Dataset entries
++++
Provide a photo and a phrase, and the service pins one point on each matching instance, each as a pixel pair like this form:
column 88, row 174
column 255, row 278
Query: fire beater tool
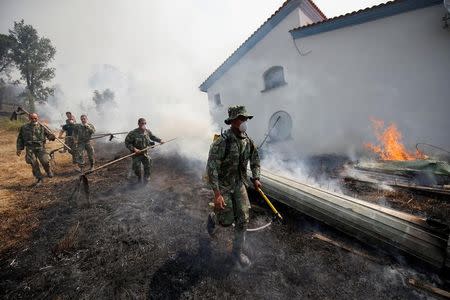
column 111, row 135
column 83, row 181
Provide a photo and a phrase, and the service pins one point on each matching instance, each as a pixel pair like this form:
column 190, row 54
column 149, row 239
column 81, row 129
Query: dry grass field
column 20, row 204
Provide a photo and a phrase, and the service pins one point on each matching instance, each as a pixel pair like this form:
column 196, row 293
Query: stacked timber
column 369, row 223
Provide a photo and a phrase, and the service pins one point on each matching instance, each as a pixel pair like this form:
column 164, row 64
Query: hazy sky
column 163, row 50
column 185, row 40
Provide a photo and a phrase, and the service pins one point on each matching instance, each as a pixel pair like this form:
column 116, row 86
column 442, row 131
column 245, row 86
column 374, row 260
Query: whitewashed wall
column 396, row 69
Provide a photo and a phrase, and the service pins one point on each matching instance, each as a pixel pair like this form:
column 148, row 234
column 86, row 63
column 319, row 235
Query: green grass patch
column 7, row 124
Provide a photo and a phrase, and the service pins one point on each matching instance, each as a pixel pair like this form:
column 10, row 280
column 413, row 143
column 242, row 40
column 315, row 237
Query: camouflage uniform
++++
Starting at the line that contains "column 190, row 54" and ending at the last line of the data, repeat each line exactly; include nothing else.

RESPONSE BELOW
column 190, row 54
column 149, row 239
column 81, row 129
Query: dry grass field
column 20, row 204
Provide a photo and a phrase, and the service pins one point on each matching instance, each as a pixel pair like this form:
column 196, row 293
Query: stacked timber
column 369, row 223
Provide a photo and a phrase, and the service pins one point on each matching instance, each as a pixel pair like this form:
column 164, row 64
Query: hazy sky
column 163, row 50
column 185, row 40
Provide a photo and a phrase, and the service pins one point on each matching instance, each as a pixel pair like this form:
column 116, row 86
column 442, row 131
column 245, row 86
column 374, row 260
Query: whitewashed wall
column 396, row 69
Provide a photo and a phrase, and the service pins one point on each matching instance, each as a pixel pair like this form:
column 148, row 234
column 86, row 63
column 319, row 235
Query: green grass patch
column 7, row 124
Provide a photo and a phrase, and the service pins one point on each matching instance, each as a pixel pair like this form:
column 10, row 280
column 413, row 143
column 242, row 40
column 315, row 237
Query: camouflage uniform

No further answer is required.